What is being asked =>
Your answer should be the full data, transcribed exactly, with no pictures in it.

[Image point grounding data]
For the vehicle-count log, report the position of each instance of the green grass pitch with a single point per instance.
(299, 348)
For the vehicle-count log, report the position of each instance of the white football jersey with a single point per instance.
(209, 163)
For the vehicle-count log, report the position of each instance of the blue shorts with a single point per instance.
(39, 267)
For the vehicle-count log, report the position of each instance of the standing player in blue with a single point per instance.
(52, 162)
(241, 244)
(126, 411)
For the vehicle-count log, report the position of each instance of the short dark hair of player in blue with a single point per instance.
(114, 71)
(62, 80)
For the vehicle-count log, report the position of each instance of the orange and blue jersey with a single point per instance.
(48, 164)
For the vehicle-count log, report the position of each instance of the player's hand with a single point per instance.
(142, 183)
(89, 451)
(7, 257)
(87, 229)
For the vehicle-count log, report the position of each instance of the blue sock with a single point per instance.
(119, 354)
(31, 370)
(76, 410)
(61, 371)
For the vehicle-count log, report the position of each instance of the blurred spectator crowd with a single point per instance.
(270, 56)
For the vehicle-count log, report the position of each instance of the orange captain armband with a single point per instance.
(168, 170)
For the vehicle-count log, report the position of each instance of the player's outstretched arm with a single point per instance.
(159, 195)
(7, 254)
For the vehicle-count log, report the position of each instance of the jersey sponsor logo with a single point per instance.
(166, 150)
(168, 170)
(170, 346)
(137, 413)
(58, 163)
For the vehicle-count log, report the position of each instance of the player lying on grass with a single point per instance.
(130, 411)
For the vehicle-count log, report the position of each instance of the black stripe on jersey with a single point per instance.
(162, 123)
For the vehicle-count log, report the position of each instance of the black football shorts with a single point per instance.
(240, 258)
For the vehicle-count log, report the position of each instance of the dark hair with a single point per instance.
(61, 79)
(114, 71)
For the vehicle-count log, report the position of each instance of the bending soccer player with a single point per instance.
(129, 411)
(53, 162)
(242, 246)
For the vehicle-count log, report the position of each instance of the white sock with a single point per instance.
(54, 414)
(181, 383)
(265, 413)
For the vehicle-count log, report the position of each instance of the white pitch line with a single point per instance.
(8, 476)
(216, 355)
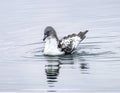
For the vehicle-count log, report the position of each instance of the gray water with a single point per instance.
(94, 68)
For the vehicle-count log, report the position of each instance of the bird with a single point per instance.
(64, 46)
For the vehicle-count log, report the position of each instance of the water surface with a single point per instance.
(94, 68)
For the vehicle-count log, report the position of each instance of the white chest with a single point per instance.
(51, 47)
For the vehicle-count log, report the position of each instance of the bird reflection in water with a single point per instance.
(52, 71)
(84, 68)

Response to the exercise =>
For the vehicle-count log, report the position of each instance of the green grass pitch with a single point per instance.
(299, 348)
For the vehicle-count log, report the position of each instance of the white football jersey with a single point per instance.
(209, 163)
For the vehicle-count log, report the position of each instance of the blue shorts with a single point per instance.
(39, 267)
For the vehicle-count log, report the position of each instance of the standing player in blue with a single point per instance.
(52, 162)
(241, 244)
(126, 411)
For the vehicle-count log, report the position of each instance of the short dark hair of player in blue with a single point per instance.
(114, 71)
(62, 80)
For the vehicle-count log, report the position of each instance of the orange and blue jersey with a single point per instance.
(48, 164)
For the vehicle-count log, report the position of each instance of the player's hand with a single point per instance.
(142, 183)
(89, 451)
(7, 257)
(87, 229)
For the vehicle-count log, report the position of each instance of the blue sock with a single point per instance.
(119, 354)
(31, 370)
(76, 410)
(61, 371)
For the vehicle-count log, report the position of each instance of the blurred spectator crowd with a single point per instance.
(270, 56)
For the vehicle-count log, report the position of each instance of the orange captain armband with a single point per instance.
(168, 170)
For the vehicle-count log, report the position of each instance of the player's outstretched arm with a single point per instance.
(159, 195)
(7, 254)
For the vehicle-count log, report the position of each instance of the jersey sponsor logo with a single point per instance.
(166, 150)
(168, 170)
(170, 346)
(137, 413)
(58, 163)
For the vehicle-count log, report the position of each instance of the player lying on grass with a single point per instance.
(130, 411)
For the vehicle-count log, report the position of each instance of the black stripe on jersey with a single point per instance.
(162, 123)
For the vehicle-count log, report the position of each instance of the black football shorts with a single point per instance.
(240, 258)
For the vehicle-count log, report the position of each instance of the dark hair with a single point per instance.
(61, 79)
(114, 71)
For the vehicle-count log, report the position of each instance of the bending soccer player with a single point per instance.
(129, 411)
(53, 162)
(242, 246)
For the vehicle-count log, report the position of each instance of the white sock with a single point per instance.
(54, 414)
(181, 383)
(265, 413)
For the vehicle-count log, report the position of each instance of the white pitch line with a single point per instance.
(8, 476)
(216, 355)
For the vehicle-count log, report the position of each instance of the gray water with a single point per instance.
(94, 68)
For the vehicle-count log, report the position of each instance of the bird with a single point per instance.
(64, 46)
For the vehicle-count log, report the position of each instance of the water surface with a single point per instance.
(94, 68)
For the vehicle-count log, report the position of each instance of the white chest with a single point per instance.
(51, 47)
For the vehicle-count log, report the position of each instance of the bird reflection in water with a single point per instance.
(52, 71)
(84, 68)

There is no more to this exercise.